(Exercise brief):
Format every line of the material below as a JSON list of strings, one string per line, leaving out blank lines.

(Task material):
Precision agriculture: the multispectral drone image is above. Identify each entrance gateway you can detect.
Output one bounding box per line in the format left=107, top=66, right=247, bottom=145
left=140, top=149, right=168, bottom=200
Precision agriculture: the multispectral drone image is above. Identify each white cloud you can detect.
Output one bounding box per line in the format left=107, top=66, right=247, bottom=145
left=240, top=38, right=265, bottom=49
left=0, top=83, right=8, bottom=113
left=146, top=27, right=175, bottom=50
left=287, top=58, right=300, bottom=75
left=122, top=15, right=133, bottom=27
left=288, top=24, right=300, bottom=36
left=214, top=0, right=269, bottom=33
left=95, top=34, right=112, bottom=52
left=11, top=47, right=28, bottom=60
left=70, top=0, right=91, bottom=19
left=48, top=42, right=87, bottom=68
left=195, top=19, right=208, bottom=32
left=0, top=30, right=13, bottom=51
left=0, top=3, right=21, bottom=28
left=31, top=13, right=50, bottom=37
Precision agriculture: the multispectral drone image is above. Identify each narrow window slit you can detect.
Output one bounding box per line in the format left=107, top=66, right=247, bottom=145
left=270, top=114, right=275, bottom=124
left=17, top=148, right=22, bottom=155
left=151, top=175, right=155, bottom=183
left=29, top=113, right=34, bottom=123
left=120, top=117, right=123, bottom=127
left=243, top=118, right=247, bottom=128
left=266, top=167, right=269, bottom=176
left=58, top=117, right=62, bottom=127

(Output below):
[
  "Precision agriculture: the multispectral drone image is above. Identify each entrance gateway you can detect.",
  "Output one bounding box per line in the format left=107, top=66, right=247, bottom=145",
  "left=140, top=149, right=168, bottom=200",
  "Precision agriculture: the multispectral drone image is above. Identify each white cloud you can detect.",
  "Output one bounding box per line in the format left=107, top=66, right=247, bottom=145",
  "left=240, top=38, right=265, bottom=49",
  "left=0, top=83, right=8, bottom=113",
  "left=146, top=27, right=175, bottom=50",
  "left=287, top=58, right=300, bottom=75",
  "left=122, top=15, right=133, bottom=27",
  "left=288, top=24, right=300, bottom=36",
  "left=214, top=0, right=269, bottom=33",
  "left=95, top=34, right=112, bottom=52",
  "left=11, top=47, right=28, bottom=60",
  "left=70, top=0, right=91, bottom=19",
  "left=48, top=42, right=87, bottom=68",
  "left=195, top=19, right=208, bottom=32",
  "left=0, top=30, right=13, bottom=51",
  "left=0, top=3, right=21, bottom=28",
  "left=31, top=13, right=50, bottom=37",
  "Precision agriculture: the multispectral drone image is above. Identify each narrow window slit you can detect.",
  "Output one bounding box per line in the format left=107, top=66, right=247, bottom=145",
  "left=270, top=114, right=275, bottom=124",
  "left=17, top=148, right=22, bottom=155",
  "left=151, top=175, right=155, bottom=183",
  "left=29, top=113, right=34, bottom=123",
  "left=120, top=117, right=123, bottom=127",
  "left=243, top=118, right=247, bottom=128",
  "left=266, top=167, right=269, bottom=176",
  "left=58, top=117, right=62, bottom=127"
]